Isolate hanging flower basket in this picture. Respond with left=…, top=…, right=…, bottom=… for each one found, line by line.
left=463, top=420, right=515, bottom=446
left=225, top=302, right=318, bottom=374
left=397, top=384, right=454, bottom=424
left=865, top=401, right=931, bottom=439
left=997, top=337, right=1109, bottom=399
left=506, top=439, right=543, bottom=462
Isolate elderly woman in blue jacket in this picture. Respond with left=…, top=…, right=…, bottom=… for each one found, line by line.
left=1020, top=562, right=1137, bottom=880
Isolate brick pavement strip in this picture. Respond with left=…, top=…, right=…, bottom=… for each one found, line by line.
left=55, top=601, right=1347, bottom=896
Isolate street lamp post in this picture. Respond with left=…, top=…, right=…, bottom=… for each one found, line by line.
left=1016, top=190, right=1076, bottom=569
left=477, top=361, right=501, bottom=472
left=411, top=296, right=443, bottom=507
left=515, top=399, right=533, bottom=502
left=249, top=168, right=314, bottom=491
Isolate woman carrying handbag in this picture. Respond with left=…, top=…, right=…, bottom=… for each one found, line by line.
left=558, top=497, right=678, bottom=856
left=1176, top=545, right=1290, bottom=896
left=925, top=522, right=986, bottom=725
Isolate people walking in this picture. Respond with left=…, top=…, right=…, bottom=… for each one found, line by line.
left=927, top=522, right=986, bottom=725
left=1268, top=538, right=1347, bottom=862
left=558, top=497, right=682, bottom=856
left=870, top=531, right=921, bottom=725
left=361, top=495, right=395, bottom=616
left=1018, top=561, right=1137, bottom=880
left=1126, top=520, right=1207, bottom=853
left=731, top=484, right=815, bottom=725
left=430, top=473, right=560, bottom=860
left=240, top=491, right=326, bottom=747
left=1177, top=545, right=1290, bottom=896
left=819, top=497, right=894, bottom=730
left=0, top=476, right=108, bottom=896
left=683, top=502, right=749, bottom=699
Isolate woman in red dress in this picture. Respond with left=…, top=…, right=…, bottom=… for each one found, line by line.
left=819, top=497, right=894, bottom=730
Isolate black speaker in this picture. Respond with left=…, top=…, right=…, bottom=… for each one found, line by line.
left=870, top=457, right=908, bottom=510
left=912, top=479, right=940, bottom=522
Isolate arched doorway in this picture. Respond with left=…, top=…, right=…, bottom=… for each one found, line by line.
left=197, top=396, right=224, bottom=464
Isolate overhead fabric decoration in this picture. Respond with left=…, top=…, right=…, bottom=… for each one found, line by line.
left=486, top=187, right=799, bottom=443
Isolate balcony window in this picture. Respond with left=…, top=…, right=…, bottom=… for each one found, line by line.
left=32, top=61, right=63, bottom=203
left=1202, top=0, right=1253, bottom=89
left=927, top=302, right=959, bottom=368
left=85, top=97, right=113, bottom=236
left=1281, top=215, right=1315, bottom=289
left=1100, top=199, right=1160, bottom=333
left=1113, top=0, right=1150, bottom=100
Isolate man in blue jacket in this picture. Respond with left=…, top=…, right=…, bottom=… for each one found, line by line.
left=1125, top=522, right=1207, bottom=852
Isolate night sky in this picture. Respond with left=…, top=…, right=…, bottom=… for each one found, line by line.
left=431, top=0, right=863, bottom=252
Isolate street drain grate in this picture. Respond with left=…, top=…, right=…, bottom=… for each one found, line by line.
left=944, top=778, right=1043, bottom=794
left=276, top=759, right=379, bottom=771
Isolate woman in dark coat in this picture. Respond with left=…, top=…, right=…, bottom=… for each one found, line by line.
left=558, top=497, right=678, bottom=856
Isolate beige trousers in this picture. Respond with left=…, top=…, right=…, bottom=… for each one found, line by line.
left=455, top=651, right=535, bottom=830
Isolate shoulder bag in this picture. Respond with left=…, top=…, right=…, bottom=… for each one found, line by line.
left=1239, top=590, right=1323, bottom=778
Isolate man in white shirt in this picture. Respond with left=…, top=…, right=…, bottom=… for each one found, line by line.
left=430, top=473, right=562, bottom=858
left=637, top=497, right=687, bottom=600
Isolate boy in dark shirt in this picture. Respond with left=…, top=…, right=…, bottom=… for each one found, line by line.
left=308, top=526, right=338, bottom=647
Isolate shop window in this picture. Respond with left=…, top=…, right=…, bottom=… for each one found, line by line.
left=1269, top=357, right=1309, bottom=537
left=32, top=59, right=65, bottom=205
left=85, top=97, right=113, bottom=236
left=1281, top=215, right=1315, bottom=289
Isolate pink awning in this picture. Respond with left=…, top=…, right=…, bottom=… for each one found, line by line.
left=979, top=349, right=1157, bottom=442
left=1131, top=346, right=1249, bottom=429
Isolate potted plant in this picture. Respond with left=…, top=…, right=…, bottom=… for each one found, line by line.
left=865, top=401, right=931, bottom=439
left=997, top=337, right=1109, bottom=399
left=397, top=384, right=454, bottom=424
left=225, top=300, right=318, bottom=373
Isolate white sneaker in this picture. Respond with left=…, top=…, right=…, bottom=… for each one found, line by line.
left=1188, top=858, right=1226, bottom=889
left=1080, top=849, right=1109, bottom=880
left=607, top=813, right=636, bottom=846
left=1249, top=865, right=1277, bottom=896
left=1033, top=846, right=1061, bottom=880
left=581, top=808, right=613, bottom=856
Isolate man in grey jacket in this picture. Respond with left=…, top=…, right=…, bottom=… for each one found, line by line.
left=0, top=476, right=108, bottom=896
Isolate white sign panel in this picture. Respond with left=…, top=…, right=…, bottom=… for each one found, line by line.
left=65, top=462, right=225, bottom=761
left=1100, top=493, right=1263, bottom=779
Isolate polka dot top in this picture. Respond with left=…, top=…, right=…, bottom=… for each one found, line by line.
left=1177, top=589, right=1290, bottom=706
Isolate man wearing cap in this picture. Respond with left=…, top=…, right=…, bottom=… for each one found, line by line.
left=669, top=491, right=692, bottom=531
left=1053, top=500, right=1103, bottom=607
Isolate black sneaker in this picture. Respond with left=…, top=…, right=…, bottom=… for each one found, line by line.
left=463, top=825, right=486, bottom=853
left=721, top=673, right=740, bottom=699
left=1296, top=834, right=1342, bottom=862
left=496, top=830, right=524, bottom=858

====

All of the entries must be written out exactly as they stand.

_ANSWER TO THE TASK_
Isolate hanging flower basket in this picture. Respond with left=…, top=…, right=…, bottom=… for each one found, line by line.
left=463, top=420, right=515, bottom=446
left=225, top=302, right=318, bottom=374
left=397, top=384, right=454, bottom=424
left=865, top=401, right=931, bottom=439
left=997, top=337, right=1109, bottom=399
left=506, top=439, right=543, bottom=462
Isolate elderly woman in blue jacket in this picture. Respond with left=…, top=…, right=…, bottom=… for each one found, line by line.
left=1020, top=562, right=1137, bottom=880
Isolate brick pavement strip in this picture. Respond with left=…, top=…, right=…, bottom=… for each one found, line by line.
left=55, top=601, right=1347, bottom=896
Isolate street lamp post in this picture. Respond with left=…, top=…, right=…, bottom=… for each one found, line by line.
left=1016, top=190, right=1076, bottom=569
left=477, top=361, right=501, bottom=472
left=411, top=296, right=443, bottom=507
left=515, top=399, right=533, bottom=502
left=249, top=168, right=314, bottom=491
Isolate woman carrying handbag in this picture. Respond with left=…, top=…, right=…, bottom=… for each one found, line by line.
left=558, top=497, right=678, bottom=856
left=1176, top=545, right=1290, bottom=896
left=925, top=522, right=986, bottom=725
Isolate people walking in this picture. Respond with left=…, top=…, right=…, bottom=… for each one found, line by line.
left=927, top=522, right=986, bottom=725
left=1268, top=538, right=1347, bottom=862
left=558, top=497, right=682, bottom=856
left=870, top=531, right=921, bottom=725
left=361, top=495, right=395, bottom=616
left=1018, top=561, right=1137, bottom=880
left=1126, top=520, right=1207, bottom=853
left=731, top=484, right=815, bottom=725
left=430, top=473, right=560, bottom=860
left=240, top=491, right=326, bottom=747
left=1177, top=545, right=1290, bottom=896
left=819, top=497, right=894, bottom=730
left=0, top=476, right=108, bottom=896
left=683, top=502, right=749, bottom=699
Isolate woman in red dress in this picture. Respond with left=…, top=…, right=…, bottom=… for each one found, line by line.
left=819, top=497, right=894, bottom=730
Isolate black speaker in this picture. Respond with left=…, top=…, right=…, bottom=… for each one found, line by line.
left=870, top=457, right=908, bottom=510
left=912, top=479, right=940, bottom=522
Isolate arched doorway in this picture. Respond with left=…, top=…, right=…, bottom=… for each one found, line by line.
left=197, top=396, right=224, bottom=464
Isolate overhead fabric decoration in this picture. Respond with left=…, top=…, right=…, bottom=… for each one found, line by line.
left=486, top=187, right=799, bottom=443
Isolate balcony window in this picture. Respond with left=…, top=…, right=…, bottom=… for each one found, line by line.
left=32, top=61, right=63, bottom=203
left=1202, top=0, right=1253, bottom=89
left=927, top=302, right=959, bottom=368
left=85, top=97, right=113, bottom=236
left=1281, top=215, right=1315, bottom=289
left=1100, top=199, right=1160, bottom=333
left=1113, top=0, right=1150, bottom=100
Isolate man in blue jacket in this picture. Respond with left=…, top=…, right=…, bottom=… for each one found, line by line.
left=1125, top=522, right=1207, bottom=852
Isolate night sky in this picture. Respond with left=…, top=…, right=…, bottom=… for each one found, line by line.
left=431, top=0, right=863, bottom=252
Isolate street drain grate in this picture. Respond with left=…, top=…, right=…, bottom=… for each one found, line by line.
left=944, top=778, right=1043, bottom=794
left=276, top=759, right=379, bottom=771
Isolate woman in dark coat in this picture. Respond with left=…, top=…, right=…, bottom=… for each one found, line by line.
left=558, top=497, right=678, bottom=856
Isolate beige trousers in this picture. Respond with left=…, top=…, right=…, bottom=… for each one found, line by line.
left=455, top=651, right=535, bottom=830
Isolate shoulder bag in this picture. Respond with left=…, top=…, right=…, bottom=… for each one found, line by line.
left=1239, top=590, right=1323, bottom=778
Isolate man in white shirt in this picture. Respond with left=…, top=…, right=…, bottom=… for each one found, line by line.
left=430, top=473, right=562, bottom=858
left=637, top=497, right=687, bottom=600
Isolate boy in dark shirt in this picture. Respond with left=…, top=…, right=…, bottom=… for each one found, line by line.
left=308, top=526, right=338, bottom=647
Isolate shop window in this picture. Respond with left=…, top=…, right=…, bottom=… for each one found, line by line.
left=1269, top=357, right=1309, bottom=537
left=32, top=59, right=65, bottom=205
left=85, top=97, right=113, bottom=236
left=1281, top=215, right=1315, bottom=289
Isolate pink awning in this picture. Respond with left=…, top=…, right=…, bottom=… for each one found, line by line.
left=979, top=349, right=1157, bottom=442
left=1131, top=346, right=1249, bottom=429
Isolate potted plant in this picture. Respond with left=…, top=…, right=…, bottom=… for each one found, line by line.
left=865, top=401, right=931, bottom=439
left=997, top=337, right=1109, bottom=399
left=397, top=384, right=454, bottom=424
left=225, top=300, right=318, bottom=373
Isolate white sneaker in this picture. Respond with left=…, top=…, right=…, bottom=… for each one found, line by line.
left=1188, top=858, right=1226, bottom=889
left=1080, top=849, right=1109, bottom=880
left=607, top=813, right=636, bottom=846
left=1249, top=865, right=1277, bottom=896
left=1033, top=846, right=1061, bottom=880
left=581, top=808, right=613, bottom=856
Isolate man in grey jacket in this picture. Respond with left=…, top=…, right=…, bottom=… for each one found, line by line.
left=0, top=476, right=108, bottom=896
Isolate white sign panel in this picture. Respond with left=…, top=…, right=…, bottom=… for each one found, line by line.
left=65, top=462, right=225, bottom=761
left=1100, top=493, right=1263, bottom=779
Isolate polka dot top in this picture. Respond with left=…, top=…, right=…, bottom=… for each one found, line by line.
left=1177, top=589, right=1290, bottom=706
Isolate man wearing cap in this picture. Respond with left=…, top=…, right=…, bottom=… for each one found, line by line.
left=669, top=491, right=692, bottom=531
left=1053, top=500, right=1103, bottom=607
Isolate black sneaker in this picture. Respond with left=…, top=…, right=…, bottom=… for each one found, line by line.
left=463, top=825, right=486, bottom=853
left=721, top=673, right=740, bottom=699
left=1296, top=834, right=1342, bottom=862
left=496, top=830, right=524, bottom=858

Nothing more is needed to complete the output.